Exercise text:
How to Prepare Children for Bad Weather

Children learn best from close role models such as parents, caregivers, and teachers. In the absence of such role models, kids may emulate another kid instead. Children can also become traumatized if they are not sufficiently prepared for severe weather events.

In severe weather, life safety is too important for the blind to be leading the blind, so parents must take the lead in teaching their own kids about how to deal with it.

Owlie Skywarn was brought out of retirement to continue teaching kids about weather safety and proper responses to different forms of severe weather. Take your kids to Owlie Skywarn at the website noaa.kids.us.

Go with kids and participate with them in emergency preparedness drills sponsored by local civil and volunteer agencies. Your presence and involvement will be remembered in a family response to severe weather, and will go a long way to easing the worries and concerns of children.

Records in a dataset:

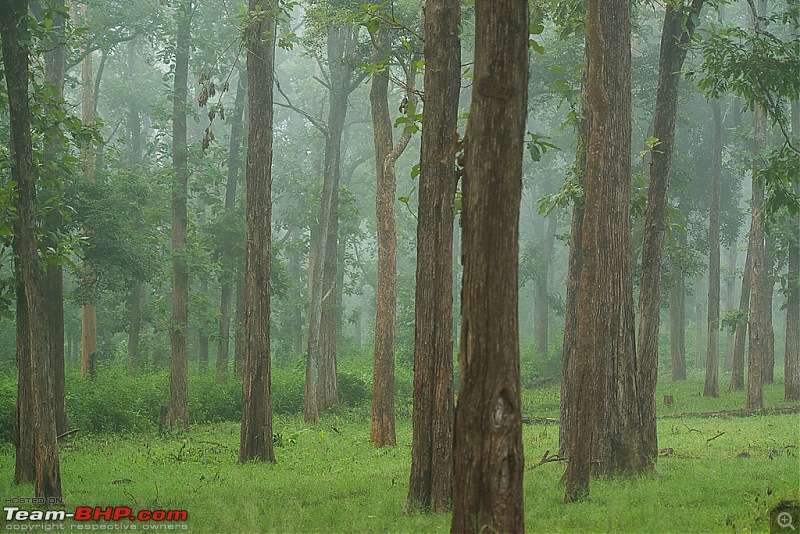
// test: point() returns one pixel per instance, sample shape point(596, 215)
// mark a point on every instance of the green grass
point(329, 481)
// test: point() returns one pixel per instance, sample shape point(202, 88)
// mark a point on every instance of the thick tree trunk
point(228, 267)
point(608, 430)
point(256, 436)
point(179, 358)
point(675, 38)
point(488, 452)
point(791, 370)
point(677, 328)
point(431, 482)
point(711, 388)
point(15, 37)
point(541, 326)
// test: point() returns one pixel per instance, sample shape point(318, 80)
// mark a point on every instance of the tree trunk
point(791, 370)
point(179, 358)
point(541, 330)
point(675, 38)
point(256, 437)
point(568, 409)
point(15, 38)
point(227, 259)
point(677, 328)
point(730, 303)
point(431, 481)
point(608, 430)
point(711, 388)
point(488, 452)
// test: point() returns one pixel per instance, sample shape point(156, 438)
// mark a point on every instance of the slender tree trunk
point(256, 436)
point(791, 370)
point(730, 304)
point(228, 267)
point(541, 330)
point(568, 409)
point(608, 428)
point(179, 358)
point(431, 481)
point(488, 451)
point(675, 38)
point(711, 388)
point(15, 38)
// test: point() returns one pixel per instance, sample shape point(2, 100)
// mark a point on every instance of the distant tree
point(711, 388)
point(430, 485)
point(488, 450)
point(179, 358)
point(607, 435)
point(16, 37)
point(256, 436)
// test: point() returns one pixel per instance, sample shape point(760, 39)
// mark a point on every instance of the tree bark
point(227, 259)
point(679, 25)
point(15, 37)
point(431, 481)
point(256, 436)
point(711, 388)
point(488, 452)
point(608, 430)
point(179, 358)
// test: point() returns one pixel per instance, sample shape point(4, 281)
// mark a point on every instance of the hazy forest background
point(353, 241)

Exercise requirements:
**A.** List the close role models that the text on preparing children for bad weather names.
**B.** From the text on preparing children for bad weather, write out the passage from "Owlie Skywarn was" up to and including "concerns of children.".
You do not need the records for any of this work.

Results for each task:
**A.** parents, caregivers, teachers

**B.**
Owlie Skywarn was brought out of retirement to continue teaching kids about weather safety and proper responses to different forms of severe weather. Take your kids to Owlie Skywarn at the website noaa.kids.us.

Go with kids and participate with them in emergency preparedness drills sponsored by local civil and volunteer agencies. Your presence and involvement will be remembered in a family response to severe weather, and will go a long way to easing the worries and concerns of children.